## Tekstfragment
Welke stoffen zitten er in dit middel?
-
De werkzame stof in dit middel is: amfotericine B 50 mg
-
De andere stoffen in dit middel zijn: natriumdesoxycholaat en natriumfosfaten
Hoe ziet Fungizone ad Perfusionem eruit en hoeveel zit er in een verpakking?
Fungizone ad Perfusionem is steriel en gevriesdroogd poeder in een flacon.
Houder van de vergunning voor het in de handel brengen en fabrikant
Houder van de vergunning
CHEPLAPHARM Arzneimittel GmbH Ziegelhof 24
17489 Greifswald Duitsland
Fabrikant
Delpharm Saint Remy
Usine de Saint-Remy-rue de l'Isle 28380 Saint-Remy-Sur-Avre Frankrijk
Nummer van de vergunning voor het in de handel brengen
RVG 01585
Deze bijsluiter is voor het laatst goedgekeurd in november 2020
-----------------------------------------------------------------------------------------------------------------------
De volgende informatie is alleen bestemd voor medisch personeel:
Samenstelling
Iedere flacon bevat 50 mg Amfotericine B als werkzaam bestanddeel.
Voor de volledige lijst van hulpstoffen, zie rubriek 6.1 van de Samenvatting van de Produktkenmerken.
Therapeutische indicaties
Fungizone ad Perfusionem is geïndiceerd voor de behandeling van patiënten met progressieve, mogelijk levensbedreigende schimmelinfecties.
Dit sterk werkende geneesmiddel dient niet te worden gebruikt bij de behandeling van niet-invasieve schimmelinfecties.
Fungizone ad Perfusionem is in het bijzonder bestemd voor de behandeling van mogelijke levensbedreigende schimmelinfecties die worden veroorzaakt door gevoelige soorten van de volgende geslachten:
Aspergillus, Blastomyces, Candida, Coccidioides, Cryptococcus, Histoplasma, de veroorzakers van mucormycose waaronder gevoelige soorten van de geslachten Absidia, Mucor en Rhizopus en verwante gevoelige soorten van Conidiobolus en Basidiobolus, alsmede Sporothrix.
Fungizone ad Perfusionem kan bruikbaar zijn bij de behandeling van de Amerikaanse vorm van mucocutane leishmaniasis, maar het is niet het geneesmiddel van de eerste keuze (zie ook de rubriek Farmacodynamische eigenschappen).
Dosering en wijze van toediening
Fungizone ad Perfusionem moet toegediend worden via een langzaam intraveneus infuus. Dit dient plaats te vinden gedurende een periode van ongeveer 2-6 uur, waarbij de gebruikelijke voorzorgen voor intraveneuze behandeling in acht dienen te worden genomen.
De aanbevolen concentratie voor het intraveneuze infuus is 0,1 mg/ml.
Aangezien de tolerantie van de patiënt in ruime mate varieert moet de dosis individueel worden vastgesteld en aangepast aan de specifieke behoeften van de patiënt (bijvoorbeeld plaats en intensiteit van de infectie, veroorzakend organisme etc.).

## Opdracht
Neem een deel van de bijsluiter van Fungizone ad Perfusionem letterlijk over. Begin bij de woorden "Therapeutische indicaties" en stop na de woorden "van niet-invasieve schimmelinfecties.".

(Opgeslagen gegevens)
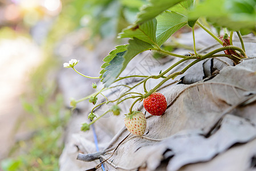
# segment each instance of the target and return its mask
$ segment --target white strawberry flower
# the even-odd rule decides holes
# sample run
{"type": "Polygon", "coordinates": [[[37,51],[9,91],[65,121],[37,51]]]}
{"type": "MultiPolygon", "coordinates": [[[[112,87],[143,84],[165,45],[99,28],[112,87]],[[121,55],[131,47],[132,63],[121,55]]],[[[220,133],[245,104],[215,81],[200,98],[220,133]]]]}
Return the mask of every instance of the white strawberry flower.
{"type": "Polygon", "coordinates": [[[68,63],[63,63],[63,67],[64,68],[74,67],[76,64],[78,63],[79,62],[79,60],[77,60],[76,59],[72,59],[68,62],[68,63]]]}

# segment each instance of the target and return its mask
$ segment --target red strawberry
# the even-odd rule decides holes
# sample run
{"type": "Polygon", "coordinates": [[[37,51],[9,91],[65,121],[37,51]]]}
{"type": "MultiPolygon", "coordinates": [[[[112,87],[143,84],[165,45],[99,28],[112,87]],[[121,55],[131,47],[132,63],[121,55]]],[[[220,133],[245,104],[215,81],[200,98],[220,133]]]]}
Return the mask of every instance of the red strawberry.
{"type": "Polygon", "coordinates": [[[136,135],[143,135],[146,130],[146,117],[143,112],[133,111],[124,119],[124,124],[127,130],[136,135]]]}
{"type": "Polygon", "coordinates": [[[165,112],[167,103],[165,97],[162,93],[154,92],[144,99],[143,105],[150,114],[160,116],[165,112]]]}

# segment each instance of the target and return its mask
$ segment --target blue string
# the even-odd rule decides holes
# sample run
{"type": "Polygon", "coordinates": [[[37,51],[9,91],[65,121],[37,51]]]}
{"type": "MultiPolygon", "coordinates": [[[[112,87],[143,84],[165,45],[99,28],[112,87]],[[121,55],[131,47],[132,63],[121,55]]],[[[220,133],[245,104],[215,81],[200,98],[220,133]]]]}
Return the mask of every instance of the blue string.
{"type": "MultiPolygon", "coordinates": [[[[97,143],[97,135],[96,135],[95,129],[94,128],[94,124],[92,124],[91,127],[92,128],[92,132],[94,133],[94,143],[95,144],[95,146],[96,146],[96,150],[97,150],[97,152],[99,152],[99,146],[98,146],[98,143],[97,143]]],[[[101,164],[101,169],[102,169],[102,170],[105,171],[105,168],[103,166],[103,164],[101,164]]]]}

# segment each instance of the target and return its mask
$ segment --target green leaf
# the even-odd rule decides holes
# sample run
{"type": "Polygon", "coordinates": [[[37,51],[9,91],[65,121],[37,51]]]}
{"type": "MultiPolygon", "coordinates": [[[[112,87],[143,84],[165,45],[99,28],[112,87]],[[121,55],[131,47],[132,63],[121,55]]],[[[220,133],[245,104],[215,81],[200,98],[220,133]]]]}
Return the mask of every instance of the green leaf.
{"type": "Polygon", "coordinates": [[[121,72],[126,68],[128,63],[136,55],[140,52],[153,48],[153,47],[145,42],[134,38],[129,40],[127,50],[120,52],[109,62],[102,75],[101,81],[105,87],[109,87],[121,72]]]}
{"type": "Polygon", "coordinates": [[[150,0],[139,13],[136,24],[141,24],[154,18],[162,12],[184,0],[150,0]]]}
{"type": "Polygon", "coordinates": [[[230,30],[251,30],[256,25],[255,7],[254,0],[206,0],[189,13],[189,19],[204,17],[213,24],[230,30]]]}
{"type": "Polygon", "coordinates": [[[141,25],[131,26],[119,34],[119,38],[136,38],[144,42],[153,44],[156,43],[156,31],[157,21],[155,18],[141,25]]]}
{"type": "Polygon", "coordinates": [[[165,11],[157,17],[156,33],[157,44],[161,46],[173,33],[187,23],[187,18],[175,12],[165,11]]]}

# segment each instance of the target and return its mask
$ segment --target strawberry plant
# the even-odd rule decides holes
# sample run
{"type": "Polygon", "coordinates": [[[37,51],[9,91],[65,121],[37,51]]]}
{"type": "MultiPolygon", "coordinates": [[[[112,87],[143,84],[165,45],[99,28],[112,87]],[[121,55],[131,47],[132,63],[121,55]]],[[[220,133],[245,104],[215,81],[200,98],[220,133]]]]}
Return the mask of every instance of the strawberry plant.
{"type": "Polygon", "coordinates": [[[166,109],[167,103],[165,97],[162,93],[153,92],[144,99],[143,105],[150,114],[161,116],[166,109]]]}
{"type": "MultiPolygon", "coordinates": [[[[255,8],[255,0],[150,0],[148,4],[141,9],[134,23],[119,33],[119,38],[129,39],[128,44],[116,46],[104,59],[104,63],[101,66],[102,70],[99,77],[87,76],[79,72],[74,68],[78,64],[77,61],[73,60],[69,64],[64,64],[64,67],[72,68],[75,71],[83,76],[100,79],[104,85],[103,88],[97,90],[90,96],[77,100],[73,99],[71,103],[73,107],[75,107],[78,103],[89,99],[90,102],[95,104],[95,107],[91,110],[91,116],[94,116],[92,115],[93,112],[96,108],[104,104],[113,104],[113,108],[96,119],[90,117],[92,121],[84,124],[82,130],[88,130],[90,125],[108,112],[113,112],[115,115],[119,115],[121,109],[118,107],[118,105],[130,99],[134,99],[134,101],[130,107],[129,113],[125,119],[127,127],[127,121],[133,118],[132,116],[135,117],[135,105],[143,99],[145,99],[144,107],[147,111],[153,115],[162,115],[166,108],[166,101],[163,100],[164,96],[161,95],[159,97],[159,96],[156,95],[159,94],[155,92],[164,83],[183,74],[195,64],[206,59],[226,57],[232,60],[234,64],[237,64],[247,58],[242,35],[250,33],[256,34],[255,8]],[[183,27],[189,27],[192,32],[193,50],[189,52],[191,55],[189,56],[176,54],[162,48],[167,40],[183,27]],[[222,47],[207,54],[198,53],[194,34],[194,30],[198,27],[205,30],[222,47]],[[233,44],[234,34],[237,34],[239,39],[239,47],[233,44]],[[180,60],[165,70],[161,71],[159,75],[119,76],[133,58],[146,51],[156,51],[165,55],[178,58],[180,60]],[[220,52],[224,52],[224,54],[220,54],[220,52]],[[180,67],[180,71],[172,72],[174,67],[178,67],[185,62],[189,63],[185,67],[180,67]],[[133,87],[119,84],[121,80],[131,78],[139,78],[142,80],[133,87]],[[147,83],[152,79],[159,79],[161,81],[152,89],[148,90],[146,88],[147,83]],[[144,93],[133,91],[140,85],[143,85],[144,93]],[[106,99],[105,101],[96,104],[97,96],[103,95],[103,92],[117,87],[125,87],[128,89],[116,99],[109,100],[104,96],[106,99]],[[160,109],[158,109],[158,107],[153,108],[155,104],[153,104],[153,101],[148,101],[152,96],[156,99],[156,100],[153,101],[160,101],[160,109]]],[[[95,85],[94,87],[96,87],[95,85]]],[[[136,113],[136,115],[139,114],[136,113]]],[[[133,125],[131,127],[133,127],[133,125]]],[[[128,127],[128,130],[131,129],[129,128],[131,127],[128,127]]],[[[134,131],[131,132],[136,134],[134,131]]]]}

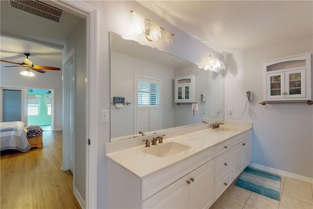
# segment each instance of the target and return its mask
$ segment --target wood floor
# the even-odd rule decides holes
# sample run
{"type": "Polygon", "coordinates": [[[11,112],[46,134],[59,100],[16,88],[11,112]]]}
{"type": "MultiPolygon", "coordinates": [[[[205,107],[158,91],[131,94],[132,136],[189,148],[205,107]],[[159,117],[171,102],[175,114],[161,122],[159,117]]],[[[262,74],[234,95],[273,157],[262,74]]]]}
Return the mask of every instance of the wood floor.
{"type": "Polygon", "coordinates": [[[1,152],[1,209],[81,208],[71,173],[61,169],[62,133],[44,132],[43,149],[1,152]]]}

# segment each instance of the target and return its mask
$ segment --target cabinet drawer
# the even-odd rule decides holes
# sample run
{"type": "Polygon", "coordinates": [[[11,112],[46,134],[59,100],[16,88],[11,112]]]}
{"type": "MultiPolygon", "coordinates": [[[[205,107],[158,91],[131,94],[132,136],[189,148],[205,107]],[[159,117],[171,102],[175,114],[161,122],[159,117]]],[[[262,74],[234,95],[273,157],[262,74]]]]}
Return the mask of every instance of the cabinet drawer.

## Antwoord
Therapeutische indicaties
Fungizone ad Perfusionem is geïndiceerd voor de behandeling van patiënten met progressieve, mogelijk levensbedreigende schimmelinfecties.
Dit sterk werkende geneesmiddel dient niet te worden gebruikt bij de behandeling van niet-invasieve schimmelinfecties.